SOURCE EXTRACT:
== Segment start ==

Jager declined to comment on the affidavit.
"It's a personnel issue, and I really can't comment on it right now," Jager said.
Councilwoman Marian Brady said the entire council received a copy of the document. Attempts to reach council members Chet Albin and Linda Atkins were unsuccessful.
The city has not responded to a Times-Standard public records request for a copy of Panos' email.
According to the six-page inquiry, which contains several misspelled words and names, incorrect dates and a cut-off section, Madsen states he had a series of conversations with staff and some council members in October and November 2013 after hearing "mutterings" about the "reorganization document" email while in city hall.
Madsen's affidavit describes a meeting with Day-Wilson over the memo.
"She stated that the memo was very negative about her and a number of department heads," the affidavit said. "She stated that it was unfortunate that it got distributed and she wasn't sure how that happened."
Madsen states in the affidavit that he repeatedly questioned Day-Wilson about where she got the memo until she named Councilwoman Melinda Ciarabellini.

== Segment end ==

WORK INSTRUCTION 1: In the news excerpt about the affidavit, whom did Day-Wilson name as the source of the memo?
WORK INSTRUCTION 2: Summarize the news excerpt about the affidavit in two sentences.
WORK INSTRUCTION 3: Pick up the news excerpt about the affidavit from where it stops and keep writing.

Stored data entries:
== Segment start ==

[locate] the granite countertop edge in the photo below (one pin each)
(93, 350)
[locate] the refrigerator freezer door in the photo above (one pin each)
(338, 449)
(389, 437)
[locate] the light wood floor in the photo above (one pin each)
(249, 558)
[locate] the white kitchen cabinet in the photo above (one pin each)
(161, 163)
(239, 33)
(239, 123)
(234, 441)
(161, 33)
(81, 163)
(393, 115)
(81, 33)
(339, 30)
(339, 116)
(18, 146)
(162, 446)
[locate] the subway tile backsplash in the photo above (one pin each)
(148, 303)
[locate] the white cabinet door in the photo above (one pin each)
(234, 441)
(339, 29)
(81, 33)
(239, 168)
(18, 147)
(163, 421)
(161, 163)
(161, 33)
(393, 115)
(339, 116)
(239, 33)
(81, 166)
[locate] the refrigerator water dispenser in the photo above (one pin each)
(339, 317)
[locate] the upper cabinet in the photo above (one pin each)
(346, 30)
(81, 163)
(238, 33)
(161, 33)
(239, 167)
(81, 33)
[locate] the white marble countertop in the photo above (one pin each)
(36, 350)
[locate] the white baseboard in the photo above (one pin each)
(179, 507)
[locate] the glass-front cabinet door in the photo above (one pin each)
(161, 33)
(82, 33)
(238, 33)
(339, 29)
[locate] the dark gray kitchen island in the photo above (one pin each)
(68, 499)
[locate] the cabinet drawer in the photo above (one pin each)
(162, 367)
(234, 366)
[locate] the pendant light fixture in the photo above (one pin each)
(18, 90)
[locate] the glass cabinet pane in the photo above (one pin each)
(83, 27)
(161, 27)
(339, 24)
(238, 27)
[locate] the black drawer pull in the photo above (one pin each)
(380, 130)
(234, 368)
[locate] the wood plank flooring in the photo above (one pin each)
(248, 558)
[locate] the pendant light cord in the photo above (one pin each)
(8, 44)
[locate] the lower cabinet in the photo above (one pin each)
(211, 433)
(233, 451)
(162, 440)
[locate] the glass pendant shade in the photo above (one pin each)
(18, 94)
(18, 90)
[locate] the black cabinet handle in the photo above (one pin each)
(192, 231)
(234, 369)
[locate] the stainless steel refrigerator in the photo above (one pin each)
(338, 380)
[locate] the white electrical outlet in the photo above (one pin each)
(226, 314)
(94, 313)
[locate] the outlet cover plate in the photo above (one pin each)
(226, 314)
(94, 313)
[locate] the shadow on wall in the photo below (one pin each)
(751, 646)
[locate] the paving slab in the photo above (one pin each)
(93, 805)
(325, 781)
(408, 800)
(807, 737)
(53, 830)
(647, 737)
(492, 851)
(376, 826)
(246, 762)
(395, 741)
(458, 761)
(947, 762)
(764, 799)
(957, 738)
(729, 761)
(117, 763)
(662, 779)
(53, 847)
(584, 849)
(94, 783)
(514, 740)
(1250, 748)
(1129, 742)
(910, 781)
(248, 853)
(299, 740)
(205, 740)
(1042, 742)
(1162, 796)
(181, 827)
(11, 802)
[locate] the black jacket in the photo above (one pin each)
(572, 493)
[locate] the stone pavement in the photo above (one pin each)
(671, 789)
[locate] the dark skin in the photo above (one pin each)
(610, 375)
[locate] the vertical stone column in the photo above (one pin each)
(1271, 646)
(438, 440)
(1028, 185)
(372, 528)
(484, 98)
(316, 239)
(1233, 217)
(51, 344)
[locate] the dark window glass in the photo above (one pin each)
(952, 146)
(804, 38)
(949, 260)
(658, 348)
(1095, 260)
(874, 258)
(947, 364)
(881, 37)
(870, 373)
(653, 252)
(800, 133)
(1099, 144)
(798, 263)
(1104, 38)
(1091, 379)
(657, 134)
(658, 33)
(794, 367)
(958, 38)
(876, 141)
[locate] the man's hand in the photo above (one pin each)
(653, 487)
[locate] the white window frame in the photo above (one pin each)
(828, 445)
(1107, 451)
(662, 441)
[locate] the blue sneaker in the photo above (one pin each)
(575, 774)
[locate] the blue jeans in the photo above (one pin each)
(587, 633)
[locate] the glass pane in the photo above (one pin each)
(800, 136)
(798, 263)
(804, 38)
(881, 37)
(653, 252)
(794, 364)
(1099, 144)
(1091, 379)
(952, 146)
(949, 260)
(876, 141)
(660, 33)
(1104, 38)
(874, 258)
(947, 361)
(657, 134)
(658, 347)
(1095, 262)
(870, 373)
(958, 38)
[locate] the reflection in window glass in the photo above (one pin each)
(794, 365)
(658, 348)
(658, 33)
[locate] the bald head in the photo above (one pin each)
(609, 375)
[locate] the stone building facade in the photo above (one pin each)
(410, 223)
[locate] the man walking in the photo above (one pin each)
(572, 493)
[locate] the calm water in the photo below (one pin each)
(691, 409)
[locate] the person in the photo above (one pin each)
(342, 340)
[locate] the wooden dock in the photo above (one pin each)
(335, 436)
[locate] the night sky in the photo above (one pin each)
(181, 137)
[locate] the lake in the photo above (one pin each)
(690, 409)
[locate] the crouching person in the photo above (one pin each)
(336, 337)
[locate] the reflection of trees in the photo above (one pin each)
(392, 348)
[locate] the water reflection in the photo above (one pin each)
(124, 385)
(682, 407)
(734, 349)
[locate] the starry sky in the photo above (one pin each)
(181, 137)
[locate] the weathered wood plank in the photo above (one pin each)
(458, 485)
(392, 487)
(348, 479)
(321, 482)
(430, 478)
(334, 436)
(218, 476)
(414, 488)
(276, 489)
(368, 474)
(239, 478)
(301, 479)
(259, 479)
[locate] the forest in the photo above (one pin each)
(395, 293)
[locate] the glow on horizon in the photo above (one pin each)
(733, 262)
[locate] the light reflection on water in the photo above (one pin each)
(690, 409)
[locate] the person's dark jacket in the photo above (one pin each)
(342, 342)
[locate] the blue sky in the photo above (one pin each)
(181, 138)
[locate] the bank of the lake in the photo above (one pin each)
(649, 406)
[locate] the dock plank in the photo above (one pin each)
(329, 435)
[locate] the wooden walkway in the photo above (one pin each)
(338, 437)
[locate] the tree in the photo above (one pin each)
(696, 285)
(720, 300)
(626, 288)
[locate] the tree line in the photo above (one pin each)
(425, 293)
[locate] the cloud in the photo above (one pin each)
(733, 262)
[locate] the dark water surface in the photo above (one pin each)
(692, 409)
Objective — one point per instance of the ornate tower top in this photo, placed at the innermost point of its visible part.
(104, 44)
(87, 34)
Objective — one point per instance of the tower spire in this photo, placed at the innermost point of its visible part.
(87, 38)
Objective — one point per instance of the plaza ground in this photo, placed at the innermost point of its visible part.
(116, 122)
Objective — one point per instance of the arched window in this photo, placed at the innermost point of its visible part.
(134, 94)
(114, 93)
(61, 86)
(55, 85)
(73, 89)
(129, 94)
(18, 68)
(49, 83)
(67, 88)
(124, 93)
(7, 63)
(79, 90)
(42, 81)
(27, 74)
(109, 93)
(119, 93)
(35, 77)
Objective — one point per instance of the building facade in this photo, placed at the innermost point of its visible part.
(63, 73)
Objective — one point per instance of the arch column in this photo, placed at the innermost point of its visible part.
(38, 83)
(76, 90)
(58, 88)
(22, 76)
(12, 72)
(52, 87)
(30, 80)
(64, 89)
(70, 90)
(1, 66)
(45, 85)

== Segment end ==

FINAL ANSWER 1: Councilwoman Melinda Ciarabellini.

FINAL ANSWER 2: Jager declined to comment on the affidavit, calling it a personnel issue. Madsen's six-page affidavit describes conversations with staff and some council members about the "reorganization document" email and a meeting in which Day-Wilson, after repeated questioning, named Councilwoman Melinda Ciarabellini as the memo's source.

FINAL ANSWER 3:
Madsen writes in the affidavit that he later met with Ciarabellini, and that the councilwoman told him that she didn't know how the memo had been distributed among city staff. Madsen states Ciarabellini said she had given a copy to Day-Wilson over concern that the memo might spark litigation by those named in the document.
When contacted by the Times-Standard, Ciarabellini declined to comment.
Madsen's affidavit also recounts his conversation with then-Community Development Director Rob Wall about the email, which is also referred to as a "hit list." Madsen's affidavit states that Wall told the councilman that Day-Wilson provided both him and Personnel Director Gary Bird a copy of the memo at a meeting, and that Wall was later approached by Day-Wilson and asked to say he read the document after seeing a copy on her desk while waiting for her. Wall refused to comply, the affidavit said.
Wall declined to comment for this story.
Madsen's affidavit states that when he attempted to have the issue of the memo put on the council's agenda on the advice of outside counsel, he was shut down by two unidentified council members who "walked out in defense of the City attorney and in protest" over Madsen having consulted an outside attorney.
Legal experts' view
Center for State and Local Government Law Director David Jung, of the University of California Hastings College of Law, said Madsen's inquiry into the memo incident was not a violation of Eureka's city charter.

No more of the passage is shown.